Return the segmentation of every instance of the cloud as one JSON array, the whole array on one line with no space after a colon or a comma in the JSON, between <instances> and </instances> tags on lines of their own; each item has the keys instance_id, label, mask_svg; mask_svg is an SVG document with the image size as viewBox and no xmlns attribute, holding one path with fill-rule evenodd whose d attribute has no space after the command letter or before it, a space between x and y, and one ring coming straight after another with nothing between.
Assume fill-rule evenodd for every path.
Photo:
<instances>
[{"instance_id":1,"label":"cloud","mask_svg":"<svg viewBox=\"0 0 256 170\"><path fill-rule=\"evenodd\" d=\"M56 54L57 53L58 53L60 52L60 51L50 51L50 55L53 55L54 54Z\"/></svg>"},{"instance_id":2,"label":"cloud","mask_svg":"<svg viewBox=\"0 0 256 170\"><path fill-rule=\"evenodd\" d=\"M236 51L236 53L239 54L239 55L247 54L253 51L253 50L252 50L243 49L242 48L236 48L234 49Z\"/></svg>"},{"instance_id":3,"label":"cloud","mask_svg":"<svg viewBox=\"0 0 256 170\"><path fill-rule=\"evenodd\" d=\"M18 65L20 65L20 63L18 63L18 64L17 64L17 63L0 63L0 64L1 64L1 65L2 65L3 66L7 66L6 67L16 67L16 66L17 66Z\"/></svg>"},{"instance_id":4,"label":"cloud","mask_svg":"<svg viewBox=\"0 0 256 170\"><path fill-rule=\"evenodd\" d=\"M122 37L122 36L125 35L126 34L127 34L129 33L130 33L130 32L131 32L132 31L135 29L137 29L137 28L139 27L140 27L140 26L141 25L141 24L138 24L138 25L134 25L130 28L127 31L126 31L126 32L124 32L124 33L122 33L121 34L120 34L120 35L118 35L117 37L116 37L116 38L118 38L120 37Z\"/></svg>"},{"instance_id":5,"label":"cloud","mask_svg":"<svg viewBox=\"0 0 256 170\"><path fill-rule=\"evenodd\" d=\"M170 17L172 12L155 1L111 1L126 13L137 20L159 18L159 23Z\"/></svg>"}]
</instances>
++++++++++
Display each line of the material above that contains the string "instances".

### RESPONSE
Return the segmentation of every instance of the cloud as one JSON array, the whole array on one line with no space after a colon or a comma in the JSON, between <instances> and </instances> tags on lines of their own; each item has the keys instance_id, label, mask_svg; mask_svg is an SVG document with the image size as viewBox and no xmlns attribute, holding one path with fill-rule evenodd whose d attribute has no space after the command letter or before it, a space between x and y, and one ring coming straight after another with nothing between.
<instances>
</instances>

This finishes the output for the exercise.